WORK REQUIRED: Go through the records below and show every line with the string "towel".

-------- DATA SECTION

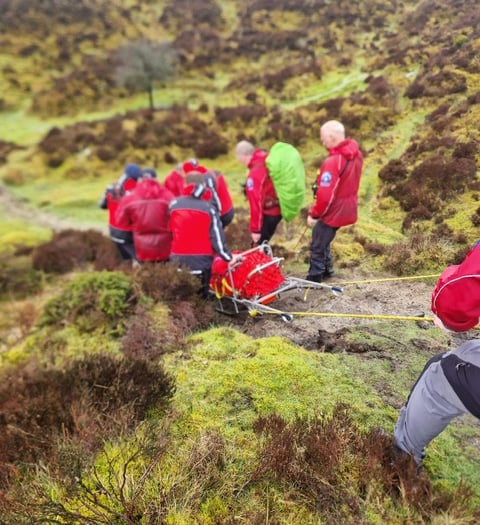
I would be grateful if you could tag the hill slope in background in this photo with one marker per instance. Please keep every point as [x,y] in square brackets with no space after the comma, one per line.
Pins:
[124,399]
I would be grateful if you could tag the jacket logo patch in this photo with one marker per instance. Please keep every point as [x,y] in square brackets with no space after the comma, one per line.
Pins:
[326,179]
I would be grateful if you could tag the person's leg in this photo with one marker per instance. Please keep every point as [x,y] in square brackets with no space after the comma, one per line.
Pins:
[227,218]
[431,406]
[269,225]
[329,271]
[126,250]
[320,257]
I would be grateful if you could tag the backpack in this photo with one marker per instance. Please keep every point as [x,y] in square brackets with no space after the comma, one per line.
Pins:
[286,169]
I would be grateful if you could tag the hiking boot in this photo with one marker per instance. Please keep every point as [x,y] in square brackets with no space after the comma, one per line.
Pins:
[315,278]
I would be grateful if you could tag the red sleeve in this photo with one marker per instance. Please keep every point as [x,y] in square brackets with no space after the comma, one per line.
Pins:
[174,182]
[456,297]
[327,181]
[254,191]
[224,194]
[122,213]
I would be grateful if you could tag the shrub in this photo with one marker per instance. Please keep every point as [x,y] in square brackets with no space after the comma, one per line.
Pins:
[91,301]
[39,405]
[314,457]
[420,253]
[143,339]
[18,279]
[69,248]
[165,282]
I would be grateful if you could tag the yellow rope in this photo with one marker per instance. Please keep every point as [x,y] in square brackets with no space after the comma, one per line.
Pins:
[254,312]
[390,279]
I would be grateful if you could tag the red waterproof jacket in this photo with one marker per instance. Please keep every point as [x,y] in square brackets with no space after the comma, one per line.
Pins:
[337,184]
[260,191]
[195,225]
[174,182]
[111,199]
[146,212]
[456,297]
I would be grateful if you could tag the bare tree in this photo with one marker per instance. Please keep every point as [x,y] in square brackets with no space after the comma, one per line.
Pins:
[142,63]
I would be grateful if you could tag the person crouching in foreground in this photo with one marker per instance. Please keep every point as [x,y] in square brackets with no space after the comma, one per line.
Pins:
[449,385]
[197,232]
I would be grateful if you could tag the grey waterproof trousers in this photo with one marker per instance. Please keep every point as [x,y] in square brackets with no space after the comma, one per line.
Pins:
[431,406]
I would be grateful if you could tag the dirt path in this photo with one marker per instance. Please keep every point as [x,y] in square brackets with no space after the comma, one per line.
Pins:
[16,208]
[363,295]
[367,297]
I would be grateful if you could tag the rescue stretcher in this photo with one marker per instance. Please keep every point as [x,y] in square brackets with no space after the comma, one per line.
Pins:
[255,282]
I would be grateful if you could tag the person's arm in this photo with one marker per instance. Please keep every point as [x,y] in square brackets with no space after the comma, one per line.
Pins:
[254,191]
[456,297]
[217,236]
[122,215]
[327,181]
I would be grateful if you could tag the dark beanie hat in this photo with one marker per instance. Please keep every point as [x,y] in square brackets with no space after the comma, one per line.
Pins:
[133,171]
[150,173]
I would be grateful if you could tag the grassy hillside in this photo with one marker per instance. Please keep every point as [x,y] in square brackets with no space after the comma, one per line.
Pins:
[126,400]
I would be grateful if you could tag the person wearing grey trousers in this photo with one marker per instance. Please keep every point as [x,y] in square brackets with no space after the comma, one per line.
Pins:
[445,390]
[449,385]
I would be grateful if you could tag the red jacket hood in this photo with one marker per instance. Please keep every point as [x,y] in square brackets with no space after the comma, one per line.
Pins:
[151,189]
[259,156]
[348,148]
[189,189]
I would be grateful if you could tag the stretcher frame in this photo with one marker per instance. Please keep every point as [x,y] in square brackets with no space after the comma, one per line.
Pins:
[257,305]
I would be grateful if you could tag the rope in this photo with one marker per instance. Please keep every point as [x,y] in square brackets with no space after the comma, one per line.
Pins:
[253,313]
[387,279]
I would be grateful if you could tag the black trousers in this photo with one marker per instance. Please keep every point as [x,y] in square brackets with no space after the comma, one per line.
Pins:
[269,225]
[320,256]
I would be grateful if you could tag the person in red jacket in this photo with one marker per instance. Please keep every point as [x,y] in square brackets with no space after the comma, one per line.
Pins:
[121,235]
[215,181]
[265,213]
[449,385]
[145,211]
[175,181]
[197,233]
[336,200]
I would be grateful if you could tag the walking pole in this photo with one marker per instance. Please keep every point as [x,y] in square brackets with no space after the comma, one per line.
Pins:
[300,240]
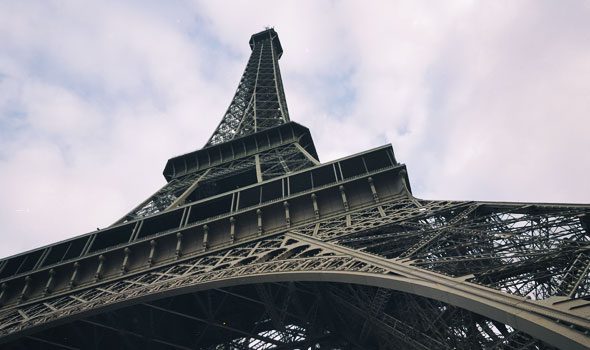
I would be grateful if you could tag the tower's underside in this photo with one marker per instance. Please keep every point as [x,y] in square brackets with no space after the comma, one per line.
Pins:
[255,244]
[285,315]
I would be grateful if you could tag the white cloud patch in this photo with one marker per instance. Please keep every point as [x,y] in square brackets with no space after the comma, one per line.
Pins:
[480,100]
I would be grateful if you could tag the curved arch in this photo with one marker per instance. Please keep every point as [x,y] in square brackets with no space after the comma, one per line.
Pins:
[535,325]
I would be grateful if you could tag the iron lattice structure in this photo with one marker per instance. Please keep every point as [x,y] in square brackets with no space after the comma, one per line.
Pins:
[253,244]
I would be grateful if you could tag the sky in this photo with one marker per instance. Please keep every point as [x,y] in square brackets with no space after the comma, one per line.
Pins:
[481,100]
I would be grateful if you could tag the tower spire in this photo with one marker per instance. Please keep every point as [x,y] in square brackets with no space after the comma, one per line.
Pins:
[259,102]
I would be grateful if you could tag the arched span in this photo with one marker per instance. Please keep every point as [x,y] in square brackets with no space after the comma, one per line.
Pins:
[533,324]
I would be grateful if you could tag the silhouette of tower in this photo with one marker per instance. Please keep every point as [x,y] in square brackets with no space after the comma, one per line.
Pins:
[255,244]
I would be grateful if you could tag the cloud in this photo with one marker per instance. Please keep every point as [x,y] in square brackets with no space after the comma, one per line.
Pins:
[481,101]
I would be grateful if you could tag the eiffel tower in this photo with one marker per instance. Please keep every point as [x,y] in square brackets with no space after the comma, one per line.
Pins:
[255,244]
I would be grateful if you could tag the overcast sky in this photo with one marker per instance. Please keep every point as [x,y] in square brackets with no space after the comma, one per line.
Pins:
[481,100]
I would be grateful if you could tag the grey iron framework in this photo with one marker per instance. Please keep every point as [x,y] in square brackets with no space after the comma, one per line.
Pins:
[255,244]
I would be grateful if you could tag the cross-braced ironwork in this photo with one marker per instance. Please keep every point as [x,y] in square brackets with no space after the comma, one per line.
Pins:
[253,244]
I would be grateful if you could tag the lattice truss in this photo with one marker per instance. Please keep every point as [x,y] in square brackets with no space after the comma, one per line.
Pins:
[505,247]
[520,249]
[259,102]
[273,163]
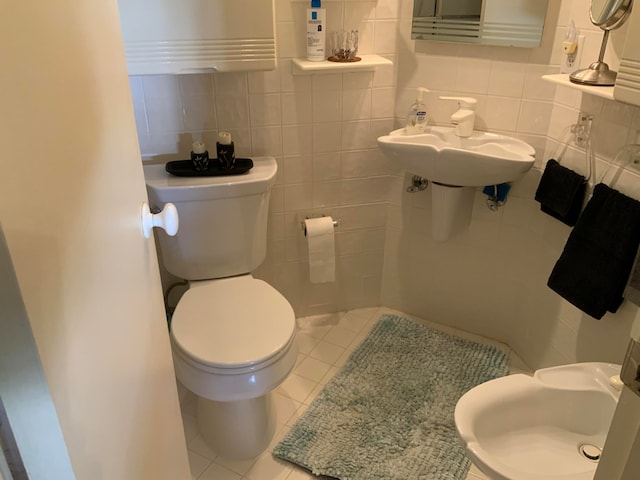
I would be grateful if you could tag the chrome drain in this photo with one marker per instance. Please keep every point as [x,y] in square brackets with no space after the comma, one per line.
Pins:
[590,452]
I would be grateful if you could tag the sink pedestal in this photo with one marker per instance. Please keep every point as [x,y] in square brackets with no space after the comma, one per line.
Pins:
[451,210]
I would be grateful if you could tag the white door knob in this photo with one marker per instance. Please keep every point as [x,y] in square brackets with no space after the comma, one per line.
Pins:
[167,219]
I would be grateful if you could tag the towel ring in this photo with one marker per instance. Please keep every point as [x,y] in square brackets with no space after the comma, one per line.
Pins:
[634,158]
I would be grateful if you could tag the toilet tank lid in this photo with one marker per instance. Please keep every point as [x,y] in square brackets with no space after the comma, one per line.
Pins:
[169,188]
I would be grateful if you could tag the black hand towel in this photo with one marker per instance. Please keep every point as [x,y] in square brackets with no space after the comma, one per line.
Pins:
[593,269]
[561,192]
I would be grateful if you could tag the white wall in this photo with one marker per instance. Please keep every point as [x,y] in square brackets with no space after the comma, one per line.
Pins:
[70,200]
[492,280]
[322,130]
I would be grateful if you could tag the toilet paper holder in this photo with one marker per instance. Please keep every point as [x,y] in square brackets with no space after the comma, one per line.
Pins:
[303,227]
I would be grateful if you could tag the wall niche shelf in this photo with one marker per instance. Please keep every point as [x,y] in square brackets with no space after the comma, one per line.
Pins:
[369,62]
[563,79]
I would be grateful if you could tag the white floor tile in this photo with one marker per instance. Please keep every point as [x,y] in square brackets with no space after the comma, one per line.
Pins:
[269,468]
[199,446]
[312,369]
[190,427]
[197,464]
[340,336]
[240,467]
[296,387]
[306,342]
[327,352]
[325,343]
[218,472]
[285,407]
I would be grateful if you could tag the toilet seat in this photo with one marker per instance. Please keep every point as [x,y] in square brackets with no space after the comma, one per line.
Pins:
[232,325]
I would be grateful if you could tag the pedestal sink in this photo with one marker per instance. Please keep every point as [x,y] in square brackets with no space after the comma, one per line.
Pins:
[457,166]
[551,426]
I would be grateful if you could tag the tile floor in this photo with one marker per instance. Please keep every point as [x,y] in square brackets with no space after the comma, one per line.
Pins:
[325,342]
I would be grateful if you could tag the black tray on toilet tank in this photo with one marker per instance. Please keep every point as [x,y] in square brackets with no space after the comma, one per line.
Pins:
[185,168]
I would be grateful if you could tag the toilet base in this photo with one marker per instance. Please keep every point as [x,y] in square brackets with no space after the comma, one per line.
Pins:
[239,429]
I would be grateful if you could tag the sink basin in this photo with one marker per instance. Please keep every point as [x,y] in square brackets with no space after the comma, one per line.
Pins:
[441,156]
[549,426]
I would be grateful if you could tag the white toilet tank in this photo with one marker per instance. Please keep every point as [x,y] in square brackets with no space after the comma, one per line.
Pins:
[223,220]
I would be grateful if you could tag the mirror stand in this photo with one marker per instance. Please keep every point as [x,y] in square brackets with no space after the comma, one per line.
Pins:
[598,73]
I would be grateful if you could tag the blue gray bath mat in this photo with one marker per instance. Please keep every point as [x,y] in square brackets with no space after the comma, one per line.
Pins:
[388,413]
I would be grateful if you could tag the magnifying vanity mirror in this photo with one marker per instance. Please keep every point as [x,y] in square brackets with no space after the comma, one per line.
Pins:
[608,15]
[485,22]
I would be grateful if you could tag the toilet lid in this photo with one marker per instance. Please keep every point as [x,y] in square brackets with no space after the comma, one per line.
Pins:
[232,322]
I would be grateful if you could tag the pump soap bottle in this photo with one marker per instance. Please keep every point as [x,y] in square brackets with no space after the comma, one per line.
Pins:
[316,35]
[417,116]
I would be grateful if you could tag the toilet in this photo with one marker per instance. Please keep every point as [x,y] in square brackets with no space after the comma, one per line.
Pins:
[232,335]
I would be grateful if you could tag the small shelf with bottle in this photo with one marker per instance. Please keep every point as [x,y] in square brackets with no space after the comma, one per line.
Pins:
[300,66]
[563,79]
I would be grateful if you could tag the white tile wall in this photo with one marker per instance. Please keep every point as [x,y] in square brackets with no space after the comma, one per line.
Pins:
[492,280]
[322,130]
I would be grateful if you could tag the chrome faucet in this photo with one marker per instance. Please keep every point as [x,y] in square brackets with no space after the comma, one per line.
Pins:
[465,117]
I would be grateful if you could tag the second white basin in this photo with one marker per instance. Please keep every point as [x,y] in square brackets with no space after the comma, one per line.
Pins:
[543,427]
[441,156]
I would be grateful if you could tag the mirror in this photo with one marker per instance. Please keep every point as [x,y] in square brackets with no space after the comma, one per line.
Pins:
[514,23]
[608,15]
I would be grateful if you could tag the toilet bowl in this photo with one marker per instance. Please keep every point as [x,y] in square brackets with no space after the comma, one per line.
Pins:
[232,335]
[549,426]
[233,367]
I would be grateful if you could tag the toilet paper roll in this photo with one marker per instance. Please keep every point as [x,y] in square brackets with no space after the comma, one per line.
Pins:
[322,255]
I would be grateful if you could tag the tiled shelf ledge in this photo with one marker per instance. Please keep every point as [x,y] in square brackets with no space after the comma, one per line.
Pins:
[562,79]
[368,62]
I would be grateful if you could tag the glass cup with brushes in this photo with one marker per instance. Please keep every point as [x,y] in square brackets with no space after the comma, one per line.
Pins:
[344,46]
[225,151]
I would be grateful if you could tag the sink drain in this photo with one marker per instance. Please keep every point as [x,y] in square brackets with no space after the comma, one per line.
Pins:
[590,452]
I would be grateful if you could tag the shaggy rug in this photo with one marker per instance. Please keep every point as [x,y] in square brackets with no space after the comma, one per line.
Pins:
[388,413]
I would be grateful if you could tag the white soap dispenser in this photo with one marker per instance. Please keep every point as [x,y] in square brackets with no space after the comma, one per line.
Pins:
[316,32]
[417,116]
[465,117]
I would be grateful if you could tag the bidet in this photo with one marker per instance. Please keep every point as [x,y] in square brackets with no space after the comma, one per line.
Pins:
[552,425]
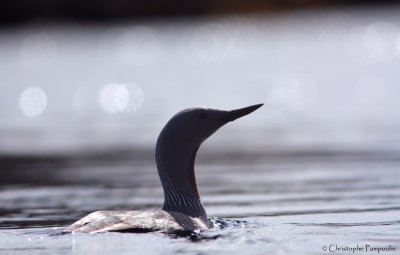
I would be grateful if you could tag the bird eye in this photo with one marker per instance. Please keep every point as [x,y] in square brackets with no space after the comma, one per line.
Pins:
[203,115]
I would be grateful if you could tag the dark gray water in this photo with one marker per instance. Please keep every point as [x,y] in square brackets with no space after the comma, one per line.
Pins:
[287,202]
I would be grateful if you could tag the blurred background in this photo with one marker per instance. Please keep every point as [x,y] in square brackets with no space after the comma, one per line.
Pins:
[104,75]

----------------

ANSWER TO THIS PROBLEM:
I would be grateful if you could tag the towel ring in this photo with one marker per instance. Please keep every point as [x,y] in square brackets with no space after the comma, one per line.
I would be grateful if you could tag the black hand towel in this photo with one marker per instance. Please keep every point as [x,y] in square brackets with no space after the comma, one per line.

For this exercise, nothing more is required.